The input -
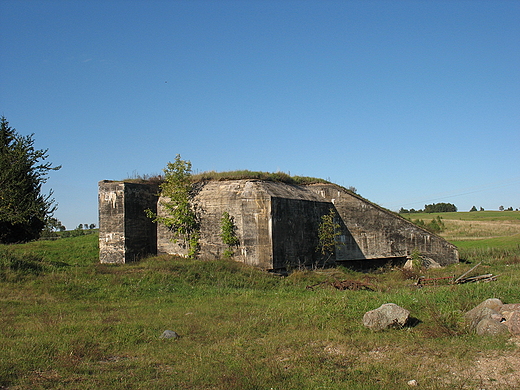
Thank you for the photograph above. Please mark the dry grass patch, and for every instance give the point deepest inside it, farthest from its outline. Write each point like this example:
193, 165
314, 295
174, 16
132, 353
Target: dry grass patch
466, 230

Work to be completed - Move each point in the listing's answers by adding 49 to both of its coordinates. Then write out every line of the listing again, requests included, and leave out the pictures.

Solution for this problem -
Thank you for the photograph above. Please mark the dry grass patch, and for every instance give the point deepest inside it, farthest from its outline. Write each point like this example:
193, 165
314, 295
174, 16
132, 353
Target: dry grass patch
515, 279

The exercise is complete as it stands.